Only the lines from the one containing "[segment] cap brim" to the end of the entries should be written out, each exactly as it stands, both ends included.

Begin

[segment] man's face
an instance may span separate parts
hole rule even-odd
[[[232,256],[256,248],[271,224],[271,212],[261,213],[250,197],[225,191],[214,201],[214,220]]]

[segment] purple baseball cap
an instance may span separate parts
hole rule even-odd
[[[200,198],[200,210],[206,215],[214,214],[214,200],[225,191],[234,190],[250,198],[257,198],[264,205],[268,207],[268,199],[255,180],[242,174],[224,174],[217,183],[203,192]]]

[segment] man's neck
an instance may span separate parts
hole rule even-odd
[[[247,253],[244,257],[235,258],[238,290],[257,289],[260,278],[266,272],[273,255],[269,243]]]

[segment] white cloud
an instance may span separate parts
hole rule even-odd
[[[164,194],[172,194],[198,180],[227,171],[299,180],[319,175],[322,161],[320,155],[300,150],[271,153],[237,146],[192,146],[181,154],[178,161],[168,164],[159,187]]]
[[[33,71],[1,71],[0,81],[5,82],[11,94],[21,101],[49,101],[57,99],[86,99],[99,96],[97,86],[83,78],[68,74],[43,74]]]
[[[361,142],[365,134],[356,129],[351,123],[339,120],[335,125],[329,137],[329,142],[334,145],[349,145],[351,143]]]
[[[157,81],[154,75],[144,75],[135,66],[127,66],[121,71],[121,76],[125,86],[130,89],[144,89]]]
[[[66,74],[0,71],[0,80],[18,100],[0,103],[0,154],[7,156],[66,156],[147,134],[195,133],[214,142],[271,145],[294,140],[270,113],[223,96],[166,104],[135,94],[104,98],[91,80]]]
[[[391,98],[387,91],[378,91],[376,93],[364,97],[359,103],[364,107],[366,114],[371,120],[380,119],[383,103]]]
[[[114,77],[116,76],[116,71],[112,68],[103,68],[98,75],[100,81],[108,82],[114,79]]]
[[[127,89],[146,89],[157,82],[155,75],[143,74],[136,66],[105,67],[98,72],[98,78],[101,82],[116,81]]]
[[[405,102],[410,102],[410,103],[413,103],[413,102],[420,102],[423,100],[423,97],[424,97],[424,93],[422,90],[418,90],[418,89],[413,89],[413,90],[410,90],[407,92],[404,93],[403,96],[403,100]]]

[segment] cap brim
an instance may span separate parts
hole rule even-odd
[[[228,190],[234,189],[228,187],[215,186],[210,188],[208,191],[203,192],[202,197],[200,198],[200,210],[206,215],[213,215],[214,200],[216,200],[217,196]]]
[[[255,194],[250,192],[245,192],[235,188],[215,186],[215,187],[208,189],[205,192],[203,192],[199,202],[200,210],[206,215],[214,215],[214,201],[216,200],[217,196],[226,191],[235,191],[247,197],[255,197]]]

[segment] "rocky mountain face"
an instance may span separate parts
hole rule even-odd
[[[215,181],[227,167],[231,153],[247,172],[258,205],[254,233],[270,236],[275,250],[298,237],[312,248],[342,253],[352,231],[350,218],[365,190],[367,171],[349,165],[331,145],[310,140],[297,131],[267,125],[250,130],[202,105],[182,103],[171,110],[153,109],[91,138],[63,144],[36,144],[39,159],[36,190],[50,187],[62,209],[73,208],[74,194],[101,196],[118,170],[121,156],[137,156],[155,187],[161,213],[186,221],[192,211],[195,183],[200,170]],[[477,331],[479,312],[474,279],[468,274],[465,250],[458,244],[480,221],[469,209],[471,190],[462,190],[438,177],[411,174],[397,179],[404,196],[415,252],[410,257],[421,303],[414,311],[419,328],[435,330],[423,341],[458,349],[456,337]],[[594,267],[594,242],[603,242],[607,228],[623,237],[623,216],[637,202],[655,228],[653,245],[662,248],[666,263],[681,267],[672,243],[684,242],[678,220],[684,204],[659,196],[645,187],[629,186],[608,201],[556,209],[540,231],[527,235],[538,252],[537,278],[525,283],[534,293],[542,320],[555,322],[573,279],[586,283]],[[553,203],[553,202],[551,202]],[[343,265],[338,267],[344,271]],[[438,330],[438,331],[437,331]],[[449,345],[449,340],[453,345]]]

End

ANSWER TO THE PROBLEM
[segment] cap brim
an instance may span separate parts
hole rule even-odd
[[[228,190],[234,189],[228,187],[215,186],[210,188],[208,191],[203,192],[202,197],[200,198],[200,210],[206,215],[213,215],[214,200],[216,200],[217,196]]]
[[[255,194],[250,192],[245,192],[235,188],[215,186],[215,187],[208,189],[205,192],[203,192],[199,202],[200,210],[206,215],[214,215],[214,201],[216,200],[217,196],[226,191],[235,191],[247,197],[255,197]]]

[segment] "rocky mountain face"
an instance may span separate parts
hole rule even-odd
[[[215,181],[227,167],[231,153],[247,172],[258,205],[254,233],[270,236],[275,250],[298,237],[312,248],[342,253],[352,231],[350,218],[365,190],[367,171],[349,165],[331,145],[310,140],[297,131],[267,125],[250,130],[202,105],[182,103],[171,110],[153,109],[91,138],[63,144],[36,144],[39,159],[36,190],[50,187],[62,209],[73,208],[74,194],[101,196],[118,170],[121,156],[137,156],[155,187],[161,213],[186,221],[192,211],[195,183],[200,170]],[[477,331],[479,312],[474,279],[468,274],[465,250],[458,244],[480,221],[469,209],[471,190],[462,190],[438,177],[411,174],[397,179],[404,196],[415,252],[410,257],[421,303],[414,311],[419,328],[435,330],[423,341],[458,349],[456,337]],[[594,267],[594,242],[603,242],[607,228],[623,237],[623,216],[637,202],[655,228],[653,245],[662,248],[666,263],[681,267],[672,243],[684,242],[678,220],[684,204],[659,196],[645,187],[629,186],[608,201],[556,209],[540,231],[527,235],[538,252],[537,278],[525,283],[534,293],[542,320],[555,322],[573,279],[586,283]],[[553,203],[553,202],[551,202]],[[343,265],[338,267],[344,271]],[[438,330],[438,331],[437,331]],[[449,345],[449,340],[453,345]]]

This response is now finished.